#### UIT TE VOEREN:
1. Stel voor elk van de volgende beweringen vast of die overeenkomt met de leestekst over restitutie van leges. Antwoord per bewering met ja of nee en citeer de doorslaggevende woorden letterlijk. (a) De rechtbank volgt het standpunt van verweerder. (b) De Afdeling bestuursrechtspraak van de Raad van State deed uitspraak op 29 april 2009. (c) Eiser heeft de leges op 10 juli 2008 betaald.
2. Welke korte benaming geeft de leestekst over restitutie van leges aan de Regeling afwikkeling nalatenschap oude Vreemdelingenwet?
3. Vervolg de leestekst over restitutie van leges, te beginnen na de laatste zin.

#### LEESTEKST:
---

2.2 De rechtbank volgt het standpunt van verweerder niet en verwijst naar de uitspraak van 9 juli 2010 van deze rechtbank en nevenzittingsplaats (AWB 09/29339), in welke zaak verweerder zich ook op het standpunt had gesteld dat restitutie van leges alleen plaats kan hebben in de lopende procedure waar de legesheffing betrekking op heeft. In rechtsoverweging 2.7 van deze uitspraak staat het volgende.
De rechtbank leest in het in B1/9.6.4 Vc vastgestelde beleid niet dat restitutie van leges beperkt is in de zin als verweerder thans betoogt. De afdeling bestuursrechtspraak van de Raad van State heeft in haar uitspraak van 29 april 2009 (LJN:BI4040) overwogen dat bezwaren tegen de legesheffing naar voren kunnen worden gebracht in het kader van het besluit op de aanvraag tot het verlenen van de gevraagde verblijfsvergunning regulier voor onbepaalde tijd dan wel in het kader van een verzoek om restitutie. De rechtbank leidt uit deze uitspraak af dat de keuze aan eiser is. Nu eiser ervoor heeft gekozen om zijn bezwaar tegen de hoogte van de leges in het kader van een verzoek om restitutie naar voren te brengen, heeft verweerder zich ten onrechte op het standpunt gesteld dat eiser het verzoek om restitutie in had moeten dienen in de lopende procedure van de vergunningverlening.
2.3 Eiser heeft zich op het standpunt gesteld dat de leges die zijn betaald op 12 augustus 2008 voor het indienen van een aanvraag voor een verblijfsvergunning regulier gerestitueerd dienen te worden. Eiser is bij brief van de IND van 10 juli 2008 bekend geworden dat hem geen aanbod zal worden gedaan op grond van de Regeling afwikkeling nalatenschap oude Vreemdelingenwet (pardonregeling) neergelegd in het Wijzigingsbesluit Vreemdelingencirculaire (WBV) 2007/11. In deze brief wordt door de IND vermeld dat indien eiser niet in aanmerking komt voor verlening van een verblijfsvergunning op grond van de pardonregeling, hij een reguliere aanvraag bij het IND loket kan indienen. Verweerder heeft eiser in eerdergenoemde brief onjuist voorgelicht door hem niet te wijzen op de mogelijkheid van bezwaar tegen de beschikking van 10 juli 2008 en eiser acht derhalve het gevoerde beleid van verweerder onjuist. Daarnaast heeft eiser zich op het standpunt gesteld dat verweerder onterecht van horen heeft afgezien. De bestreden beschikking is om die reden onzorgvuldig tot stand gekomen.

---

#### VASTGELEGDE GEGEVENS:
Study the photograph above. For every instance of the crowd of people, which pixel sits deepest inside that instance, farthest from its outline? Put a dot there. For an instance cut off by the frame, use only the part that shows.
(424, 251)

---

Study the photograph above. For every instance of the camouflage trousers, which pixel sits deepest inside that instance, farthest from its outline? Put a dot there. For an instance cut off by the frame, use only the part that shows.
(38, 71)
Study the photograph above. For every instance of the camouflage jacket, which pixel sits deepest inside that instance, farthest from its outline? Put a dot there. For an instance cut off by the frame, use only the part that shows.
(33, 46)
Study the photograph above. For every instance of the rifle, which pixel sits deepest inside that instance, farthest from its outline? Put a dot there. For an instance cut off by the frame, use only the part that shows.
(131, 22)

---

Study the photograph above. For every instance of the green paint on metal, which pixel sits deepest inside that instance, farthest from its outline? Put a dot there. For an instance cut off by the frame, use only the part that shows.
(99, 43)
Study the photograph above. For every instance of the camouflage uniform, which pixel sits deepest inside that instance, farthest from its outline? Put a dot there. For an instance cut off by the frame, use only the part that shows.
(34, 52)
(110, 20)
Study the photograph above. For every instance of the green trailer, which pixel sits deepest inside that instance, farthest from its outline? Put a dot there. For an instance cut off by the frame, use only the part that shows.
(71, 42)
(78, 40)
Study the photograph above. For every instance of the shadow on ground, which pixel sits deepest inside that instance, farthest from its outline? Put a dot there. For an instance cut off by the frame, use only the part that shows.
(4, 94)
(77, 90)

---

#### ANTWOORDEN:
1.
(a) Nee: "De rechtbank volgt het standpunt van verweerder niet"
(b) Ja: "in haar uitspraak van 29 april 2009 (LJN:BI4040)"
(c) Nee: "de leges die zijn betaald op 12 augustus 2008"

2. De pardonregeling.

3.
2.4 Verweerder heeft zich op het standpunt gesteld dat hem vóór de uitspraak van de Afdeling bestuursrechtspraak van de Raad van State van 3 december 2008, 200803104/1, LJN: BG5956, nog niet bekend was dat tegen het niet doen van een aanbod op grond van de pardonregeling geen bezwaar en beroep kan worden ingesteld. Ingevolge het beleid B1/9.6.4 van de Vreemdelingencirculaire 2000 (Vc) hebben ontwikkelingen na het indienen van een aanvraag geen invloed op de legesverplichting. Eiser is bij brief van 10 juli 2008 niet op de mogelijke rechtsmiddelen gewezen omdat die er op dat moment niet waren. Eiser is ter overweging gegeven om een aanvraag in te dienen. Dat eiser een aanvraag om verlening van een verblijfsvergunning heeft ingediend is zijn eigen keuze en verantwoordelijkheid geweest. Op grond van artikel 7:3, onder b, van de Algemene wet bestuursrecht heeft verweerder van horen mogen afzien.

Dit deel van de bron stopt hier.